WHAT YOU NEED TO DO: Copy, word for word, the part of the passage below on testing the Hosford integration algorithms that opens with the words containing "The test presented" and closes with "discretized \(1000\) times.".

SELECTED PASSAGE:

++++++++

This section compares the robustness of various algorithms used to solve the implicit system used to integrate the Hosford behaviour.

The test presented is based on the paper of Scherzinger (see [2]). The test is based on the following steps:

- A direction in the \(\pi\)-plane, characterized by an angle \(\alpha\), is choosen. \(\alpha\) varies from \(-\pi\) to \(\pi\): this range is discretized \(1000\) times.
- A stress state \(\underline{\sigma}_{\alpha}\) which lies on the yield surface \(\sigma_{\mathrm{eq}}^{H}=\sigma_{Y}\) is determined. Such a stress state is characterized by its unique coordinates \(\tilde{\pi}{\left(\underline{\sigma}_{\alpha}\right)}\) in the \(\pi\)-plane and this projection determines its three eigenvalues. \(\underline{\sigma}_{\alpha}\) is choosen diagonal.
- The elastic strain \(\underline{\varepsilon}^{\mathrm{el}}_{\alpha}\) corresponding to \(\underline{\sigma}_{\alpha}\) is determined.

++++++++

DATA EXTRACT:
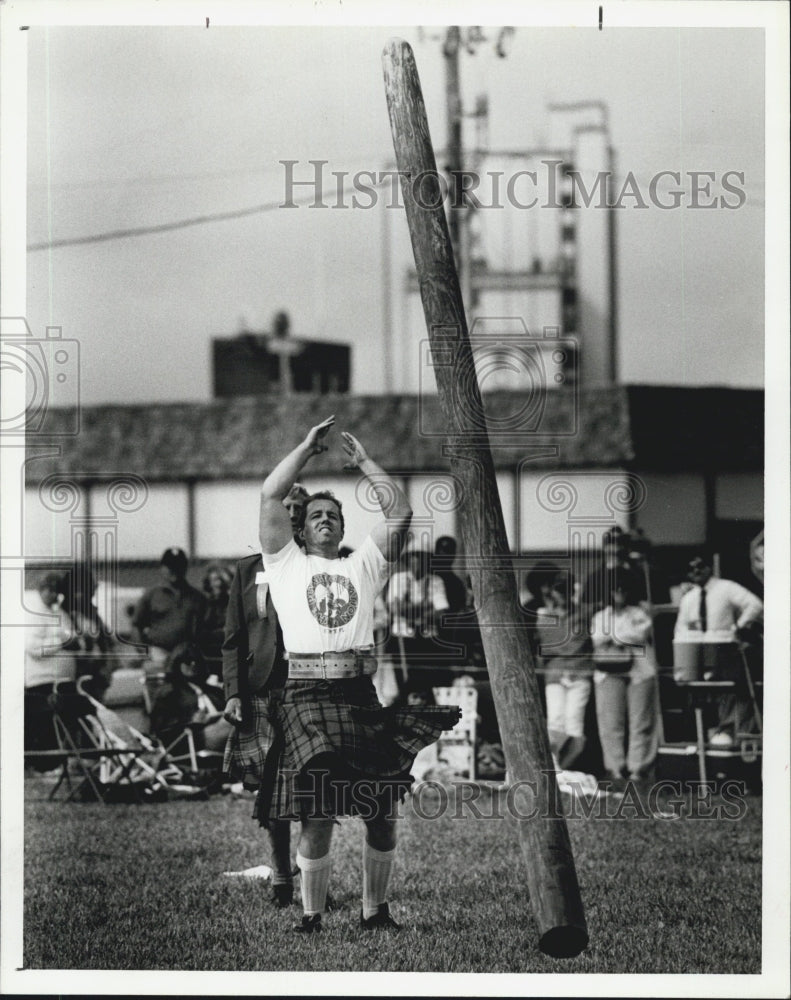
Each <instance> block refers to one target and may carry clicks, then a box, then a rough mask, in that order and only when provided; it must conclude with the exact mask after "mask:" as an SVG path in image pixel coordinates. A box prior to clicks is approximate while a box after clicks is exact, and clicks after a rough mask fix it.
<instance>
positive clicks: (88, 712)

++++++++

OUTPUT OF THE TASK:
The test presented is based on the paper of Scherzinger (see [2]). The test is based on the following steps:

- A direction in the \(\pi\)-plane, characterized by an angle \(\alpha\), is choosen. \(\alpha\) varies from \(-\pi\) to \(\pi\): this range is discretized \(1000\) times.